Photo-based referring expression data:
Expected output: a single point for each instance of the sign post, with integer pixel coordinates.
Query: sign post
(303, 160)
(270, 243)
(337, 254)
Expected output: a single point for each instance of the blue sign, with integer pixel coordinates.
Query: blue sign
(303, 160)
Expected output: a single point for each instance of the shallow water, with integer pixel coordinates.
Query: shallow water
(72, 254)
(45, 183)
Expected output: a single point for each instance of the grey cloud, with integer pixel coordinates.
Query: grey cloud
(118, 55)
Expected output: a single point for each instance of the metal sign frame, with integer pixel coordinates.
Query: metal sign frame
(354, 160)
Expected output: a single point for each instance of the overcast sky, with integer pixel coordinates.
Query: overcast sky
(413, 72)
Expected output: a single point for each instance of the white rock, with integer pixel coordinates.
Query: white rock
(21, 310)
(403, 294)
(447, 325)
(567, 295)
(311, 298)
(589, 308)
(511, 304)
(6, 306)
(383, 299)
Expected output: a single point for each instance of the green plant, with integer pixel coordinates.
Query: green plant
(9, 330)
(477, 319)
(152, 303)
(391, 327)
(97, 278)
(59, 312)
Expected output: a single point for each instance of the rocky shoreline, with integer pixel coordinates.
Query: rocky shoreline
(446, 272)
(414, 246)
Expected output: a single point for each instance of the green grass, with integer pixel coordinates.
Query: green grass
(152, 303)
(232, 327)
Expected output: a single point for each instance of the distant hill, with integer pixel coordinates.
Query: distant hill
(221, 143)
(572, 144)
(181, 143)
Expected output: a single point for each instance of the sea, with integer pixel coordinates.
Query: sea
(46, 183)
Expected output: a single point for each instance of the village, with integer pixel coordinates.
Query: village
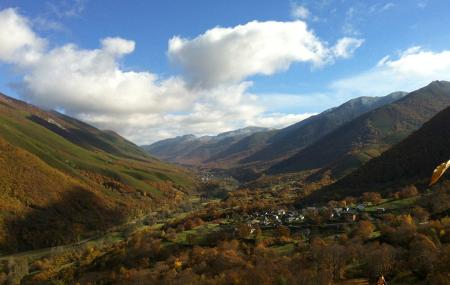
(310, 216)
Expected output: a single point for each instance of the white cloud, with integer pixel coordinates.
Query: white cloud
(346, 46)
(118, 46)
(299, 12)
(67, 8)
(229, 55)
(91, 84)
(413, 69)
(18, 43)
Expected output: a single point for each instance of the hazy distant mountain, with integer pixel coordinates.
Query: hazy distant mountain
(290, 140)
(258, 147)
(410, 161)
(370, 134)
(62, 178)
(192, 150)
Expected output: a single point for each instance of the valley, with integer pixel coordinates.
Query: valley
(114, 214)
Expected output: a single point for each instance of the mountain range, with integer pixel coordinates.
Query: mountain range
(411, 161)
(327, 146)
(349, 146)
(71, 179)
(258, 147)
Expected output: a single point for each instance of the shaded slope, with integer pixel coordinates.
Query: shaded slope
(370, 134)
(410, 161)
(289, 140)
(192, 150)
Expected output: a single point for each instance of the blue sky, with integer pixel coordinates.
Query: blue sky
(305, 71)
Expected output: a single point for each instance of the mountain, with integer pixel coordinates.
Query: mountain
(370, 134)
(258, 148)
(192, 150)
(290, 140)
(411, 161)
(71, 179)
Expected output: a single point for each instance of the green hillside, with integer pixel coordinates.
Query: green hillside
(369, 135)
(410, 162)
(56, 148)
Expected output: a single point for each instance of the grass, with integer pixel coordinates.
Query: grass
(394, 204)
(284, 249)
(199, 234)
(71, 158)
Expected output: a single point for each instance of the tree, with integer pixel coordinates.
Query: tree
(372, 197)
(364, 230)
(409, 191)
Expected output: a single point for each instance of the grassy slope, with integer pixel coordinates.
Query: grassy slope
(410, 161)
(369, 135)
(50, 160)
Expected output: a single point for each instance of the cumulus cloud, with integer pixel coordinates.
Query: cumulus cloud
(411, 69)
(299, 11)
(90, 84)
(229, 55)
(346, 46)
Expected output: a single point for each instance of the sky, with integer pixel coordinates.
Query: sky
(150, 70)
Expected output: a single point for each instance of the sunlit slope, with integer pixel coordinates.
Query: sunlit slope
(76, 148)
(409, 162)
(63, 175)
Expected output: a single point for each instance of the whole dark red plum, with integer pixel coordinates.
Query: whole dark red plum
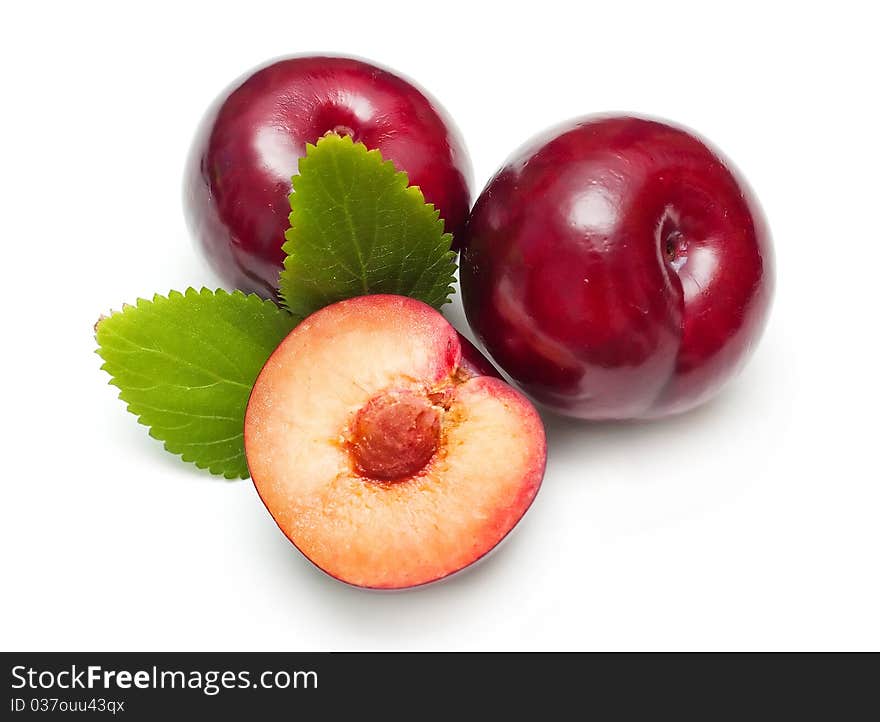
(238, 175)
(617, 267)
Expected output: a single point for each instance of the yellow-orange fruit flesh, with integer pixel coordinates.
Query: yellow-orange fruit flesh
(465, 462)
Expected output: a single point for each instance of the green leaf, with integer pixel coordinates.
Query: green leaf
(357, 227)
(186, 364)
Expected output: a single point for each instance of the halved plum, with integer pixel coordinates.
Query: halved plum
(384, 460)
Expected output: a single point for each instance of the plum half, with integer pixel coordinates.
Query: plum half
(384, 458)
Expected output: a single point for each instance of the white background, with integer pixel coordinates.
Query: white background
(751, 523)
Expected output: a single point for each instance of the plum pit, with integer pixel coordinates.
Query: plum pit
(394, 435)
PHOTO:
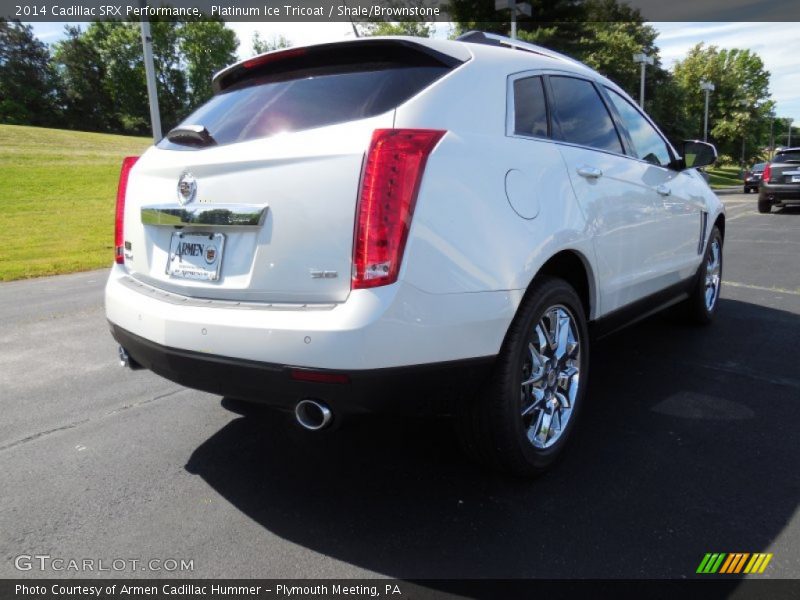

DESCRIPTION OF THE TASK: Print out every record above exactly as given. Do not include the pictures.

ANSWER SPACE:
Expected output: a single point for each instance of the sign post, with integer pixel coordinates.
Query: sign post
(303, 160)
(270, 243)
(337, 254)
Expected output: a single point for each instance of the blue sign, with integer pixel coordinates.
Query: blue sign
(303, 160)
Expected output: a single point for each instance of the shallow water, with integer pixel coordinates.
Query: shallow water
(72, 254)
(45, 183)
Expected output: a single point for each instance of the grey cloud, with integer pixel coordinates.
Query: grey cloud
(118, 55)
Expected output: a single point for each instance of the metal sign frame, with integer pixel coordinates.
Query: metal sign frame
(354, 160)
Expected output: a single point for each instance of the overcast sky, with integer pixel coordinates.
Query: overcast sky
(413, 72)
Expected output: a single point for each instance of the white rock, with integer pixel coordinates.
Query: white rock
(21, 310)
(403, 294)
(447, 325)
(567, 295)
(311, 298)
(589, 308)
(511, 304)
(6, 306)
(383, 299)
Expected output: a single point for each instance of the green plant, with integer pixel coordinates.
Query: green plant
(9, 330)
(477, 319)
(152, 303)
(391, 327)
(97, 278)
(59, 312)
Expected output: a single point for each instance of the rocky shoreline, with integer pixel coordinates.
Query: rocky shoreline
(446, 272)
(414, 246)
Expected output: a single point for each instance of the green grass, with integer pixel coordinates.
Query: green grass
(152, 303)
(232, 327)
Expected output: a single point for each instance of the distant hill, with integer pixel coordinates.
Query: distant hill
(221, 143)
(572, 144)
(181, 143)
Expected output: a single point for each instance of the sea, with integer pixel coordinates.
Query: sea
(46, 183)
Expected output: a single point for each instance of the village, with integer pixel coordinates.
Query: village
(310, 216)
Expected output: a single point for each instance of the white cloud, with integer pixel coordinates.
Query: white cloud
(346, 46)
(118, 46)
(299, 12)
(67, 8)
(229, 55)
(91, 84)
(413, 69)
(18, 43)
Expected output: a single point for each instance of the hazy distant mountain, with integer pixel coordinates.
Query: hazy distant mountain
(290, 140)
(258, 147)
(410, 161)
(370, 134)
(62, 178)
(192, 150)
Expected output: a single point for each instance of the valley, with integer pixel coordinates.
Query: valley
(114, 214)
Expected output: a single point for each instance of the mountain range, with integer pixel coordinates.
Query: mountain range
(411, 161)
(327, 146)
(349, 146)
(71, 179)
(258, 147)
Expected output: a single point for each instance of the shaded slope, with integer pixel coordinates.
Query: shaded slope
(370, 134)
(410, 161)
(289, 140)
(192, 150)
Expected output: a single point for each instance of the blue sky, with integer pixel coordinates.
Query: blue sky
(305, 71)
Expected output: a single point for each instance of the mountain, with integer pixel coordinates.
Query: mountain
(370, 134)
(258, 148)
(192, 150)
(290, 140)
(411, 161)
(71, 179)
Expected output: a single point for each instance of the green hillside, with integer pixel coordinates.
Query: green hillside
(369, 135)
(410, 162)
(56, 148)
Expected output: a single point for each instance of the grass, with integer pixel coordinates.
Query: grass
(394, 204)
(284, 249)
(199, 234)
(71, 158)
Expected output: a single point for each instance of the tree, with integer pixel coordinates.
Query: tree
(372, 197)
(364, 230)
(409, 191)
Expected output: a single point for each instance of the grassy slope, with integer pixel coordinates.
Query: grassy slope
(410, 161)
(369, 135)
(50, 160)
Expected output: a single point for each instance of the cumulus cloud, with integer pixel coordinates.
Query: cumulus cloud
(411, 69)
(299, 11)
(90, 84)
(229, 55)
(346, 46)
Expected output: a single point for each instance of the sky, with integer pixel coordinates.
Query: sky
(150, 70)
Expected output: a single point for each instance of the sunlit slope, with integer pixel coordinates.
Query: sunlit slope
(76, 148)
(409, 162)
(63, 175)
Expected output: a single point for each instance of the whole dark red plum, with integer pixel coordinates.
Query: whole dark red plum
(238, 175)
(617, 267)
Expected output: a single point for each instance of the yellow-orange fruit flesh, with integer pixel coordinates.
Query: yellow-orange fruit flesh
(465, 462)
Expected output: a single point for each instance of the green leaf, with integer pixel coordinates.
Query: green leaf
(357, 227)
(186, 364)
Expected output: a single point for each instance of the halved plum, with integer pixel coordinates.
Query: halved plum
(384, 460)
Expected output: a single point for each instance of the plum half, with integer pixel coordinates.
Query: plum half
(384, 458)
Expected output: a single point for each instance of the white background, with integer pixel coordinates.
Query: white background
(751, 523)
Expected output: a single point for each instance of the plum pit, with integer pixel coordinates.
Query: plum pit
(394, 435)
PHOTO:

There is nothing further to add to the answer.